[[ Dataset records open ]]

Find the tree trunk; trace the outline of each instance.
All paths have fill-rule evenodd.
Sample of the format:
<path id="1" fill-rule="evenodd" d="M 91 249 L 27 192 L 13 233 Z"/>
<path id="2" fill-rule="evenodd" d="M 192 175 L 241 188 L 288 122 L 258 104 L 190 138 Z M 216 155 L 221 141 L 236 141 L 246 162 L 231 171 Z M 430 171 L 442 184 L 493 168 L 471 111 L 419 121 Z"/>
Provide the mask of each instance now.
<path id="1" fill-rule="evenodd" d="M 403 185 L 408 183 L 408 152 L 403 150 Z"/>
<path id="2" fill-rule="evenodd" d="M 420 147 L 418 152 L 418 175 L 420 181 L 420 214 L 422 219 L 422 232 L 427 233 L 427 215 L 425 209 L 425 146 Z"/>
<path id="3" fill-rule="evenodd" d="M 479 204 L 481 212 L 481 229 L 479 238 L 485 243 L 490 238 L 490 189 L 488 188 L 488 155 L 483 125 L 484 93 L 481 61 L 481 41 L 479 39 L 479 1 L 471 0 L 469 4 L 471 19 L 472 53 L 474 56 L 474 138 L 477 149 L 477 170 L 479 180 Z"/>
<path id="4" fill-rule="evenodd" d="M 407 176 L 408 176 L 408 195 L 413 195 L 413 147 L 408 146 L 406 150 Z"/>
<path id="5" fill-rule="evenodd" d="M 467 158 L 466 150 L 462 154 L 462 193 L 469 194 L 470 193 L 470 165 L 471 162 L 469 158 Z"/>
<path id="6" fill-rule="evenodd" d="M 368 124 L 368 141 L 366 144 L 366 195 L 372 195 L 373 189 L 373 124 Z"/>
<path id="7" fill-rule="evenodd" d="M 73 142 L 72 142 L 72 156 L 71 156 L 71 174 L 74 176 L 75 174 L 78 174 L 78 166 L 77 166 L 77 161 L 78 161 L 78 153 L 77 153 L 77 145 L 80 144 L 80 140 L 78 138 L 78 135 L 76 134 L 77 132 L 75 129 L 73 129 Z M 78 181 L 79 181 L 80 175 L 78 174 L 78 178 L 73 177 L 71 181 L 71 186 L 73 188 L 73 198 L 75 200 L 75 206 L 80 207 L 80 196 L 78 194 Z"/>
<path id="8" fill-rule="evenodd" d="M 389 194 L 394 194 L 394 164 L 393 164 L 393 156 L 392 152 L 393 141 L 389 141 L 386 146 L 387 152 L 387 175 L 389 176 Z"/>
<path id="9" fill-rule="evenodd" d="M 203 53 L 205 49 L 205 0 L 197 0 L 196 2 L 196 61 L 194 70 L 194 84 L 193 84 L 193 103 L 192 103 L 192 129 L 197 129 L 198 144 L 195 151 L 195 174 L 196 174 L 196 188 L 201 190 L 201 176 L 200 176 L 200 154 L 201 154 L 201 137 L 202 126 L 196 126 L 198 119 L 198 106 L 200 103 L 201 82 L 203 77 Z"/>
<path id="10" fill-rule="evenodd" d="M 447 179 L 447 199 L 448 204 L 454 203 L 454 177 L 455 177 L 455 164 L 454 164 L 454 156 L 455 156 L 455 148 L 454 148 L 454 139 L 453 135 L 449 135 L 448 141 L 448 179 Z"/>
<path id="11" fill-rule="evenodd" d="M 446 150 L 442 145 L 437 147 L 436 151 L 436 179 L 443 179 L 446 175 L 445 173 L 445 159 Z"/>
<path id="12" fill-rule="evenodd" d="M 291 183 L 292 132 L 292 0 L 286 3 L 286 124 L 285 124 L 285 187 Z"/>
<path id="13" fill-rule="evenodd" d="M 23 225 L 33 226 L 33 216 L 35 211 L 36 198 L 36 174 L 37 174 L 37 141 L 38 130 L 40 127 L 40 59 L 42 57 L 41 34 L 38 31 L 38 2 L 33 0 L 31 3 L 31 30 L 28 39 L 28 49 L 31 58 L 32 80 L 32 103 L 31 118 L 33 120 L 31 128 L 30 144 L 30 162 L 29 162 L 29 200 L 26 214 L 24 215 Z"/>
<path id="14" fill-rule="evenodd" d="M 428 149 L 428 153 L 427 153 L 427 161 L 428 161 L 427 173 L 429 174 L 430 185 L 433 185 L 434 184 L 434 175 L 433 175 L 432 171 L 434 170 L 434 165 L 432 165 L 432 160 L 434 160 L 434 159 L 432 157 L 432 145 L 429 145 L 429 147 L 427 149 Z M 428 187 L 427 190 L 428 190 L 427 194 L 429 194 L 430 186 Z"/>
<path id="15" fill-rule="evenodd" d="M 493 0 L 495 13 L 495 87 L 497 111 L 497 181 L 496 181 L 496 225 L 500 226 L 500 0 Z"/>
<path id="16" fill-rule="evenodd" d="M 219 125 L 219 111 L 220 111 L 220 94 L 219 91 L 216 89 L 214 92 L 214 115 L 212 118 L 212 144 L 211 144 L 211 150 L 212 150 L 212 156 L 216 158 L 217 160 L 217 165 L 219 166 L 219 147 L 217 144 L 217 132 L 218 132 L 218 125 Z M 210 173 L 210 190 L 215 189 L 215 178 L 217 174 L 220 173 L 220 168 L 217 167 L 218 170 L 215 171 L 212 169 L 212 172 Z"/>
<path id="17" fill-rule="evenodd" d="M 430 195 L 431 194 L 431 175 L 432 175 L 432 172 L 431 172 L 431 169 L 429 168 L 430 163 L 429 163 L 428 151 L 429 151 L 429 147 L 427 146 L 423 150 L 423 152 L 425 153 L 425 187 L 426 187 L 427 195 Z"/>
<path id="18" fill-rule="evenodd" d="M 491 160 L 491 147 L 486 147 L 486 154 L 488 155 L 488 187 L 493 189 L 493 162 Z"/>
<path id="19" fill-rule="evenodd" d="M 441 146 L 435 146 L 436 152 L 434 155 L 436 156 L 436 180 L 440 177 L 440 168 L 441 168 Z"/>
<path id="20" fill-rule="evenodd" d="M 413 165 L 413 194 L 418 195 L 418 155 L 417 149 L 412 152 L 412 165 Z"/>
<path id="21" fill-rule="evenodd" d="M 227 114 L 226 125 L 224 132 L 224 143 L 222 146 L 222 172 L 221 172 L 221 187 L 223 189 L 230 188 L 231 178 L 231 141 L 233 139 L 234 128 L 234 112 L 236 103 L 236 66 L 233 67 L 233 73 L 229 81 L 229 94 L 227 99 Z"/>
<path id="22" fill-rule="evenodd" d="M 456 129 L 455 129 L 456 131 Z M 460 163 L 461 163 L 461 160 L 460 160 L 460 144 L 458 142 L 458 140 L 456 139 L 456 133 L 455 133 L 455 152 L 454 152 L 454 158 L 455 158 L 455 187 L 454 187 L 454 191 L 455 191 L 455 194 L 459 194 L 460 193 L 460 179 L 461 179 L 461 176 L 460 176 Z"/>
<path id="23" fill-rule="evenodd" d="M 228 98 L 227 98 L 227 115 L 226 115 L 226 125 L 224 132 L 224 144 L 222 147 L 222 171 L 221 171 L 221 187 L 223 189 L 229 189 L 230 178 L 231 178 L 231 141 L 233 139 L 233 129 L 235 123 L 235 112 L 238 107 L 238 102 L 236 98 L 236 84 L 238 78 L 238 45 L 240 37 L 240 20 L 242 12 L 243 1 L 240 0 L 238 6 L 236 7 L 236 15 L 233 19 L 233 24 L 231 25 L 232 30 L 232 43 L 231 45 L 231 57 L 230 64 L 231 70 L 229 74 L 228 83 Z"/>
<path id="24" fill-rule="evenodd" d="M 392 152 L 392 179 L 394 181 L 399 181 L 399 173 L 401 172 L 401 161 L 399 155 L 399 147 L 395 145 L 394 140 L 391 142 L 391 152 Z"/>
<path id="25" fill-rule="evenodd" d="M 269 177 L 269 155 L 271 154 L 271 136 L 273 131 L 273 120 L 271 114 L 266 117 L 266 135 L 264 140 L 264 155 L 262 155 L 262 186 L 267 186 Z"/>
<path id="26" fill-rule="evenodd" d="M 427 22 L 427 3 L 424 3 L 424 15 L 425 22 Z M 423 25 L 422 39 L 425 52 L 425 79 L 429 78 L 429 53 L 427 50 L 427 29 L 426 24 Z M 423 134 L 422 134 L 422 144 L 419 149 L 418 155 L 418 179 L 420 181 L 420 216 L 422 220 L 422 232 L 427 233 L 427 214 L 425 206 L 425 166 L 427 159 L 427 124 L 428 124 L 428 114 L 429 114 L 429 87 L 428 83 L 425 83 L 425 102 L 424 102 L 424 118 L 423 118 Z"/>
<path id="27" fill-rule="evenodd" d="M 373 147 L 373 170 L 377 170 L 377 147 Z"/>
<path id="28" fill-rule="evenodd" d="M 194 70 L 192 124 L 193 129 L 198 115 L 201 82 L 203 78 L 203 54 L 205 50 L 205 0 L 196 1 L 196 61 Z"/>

[[ Dataset records closed ]]

Find every line in the records that has the word "each". Then report the count alone.

#### [Exercise response]
2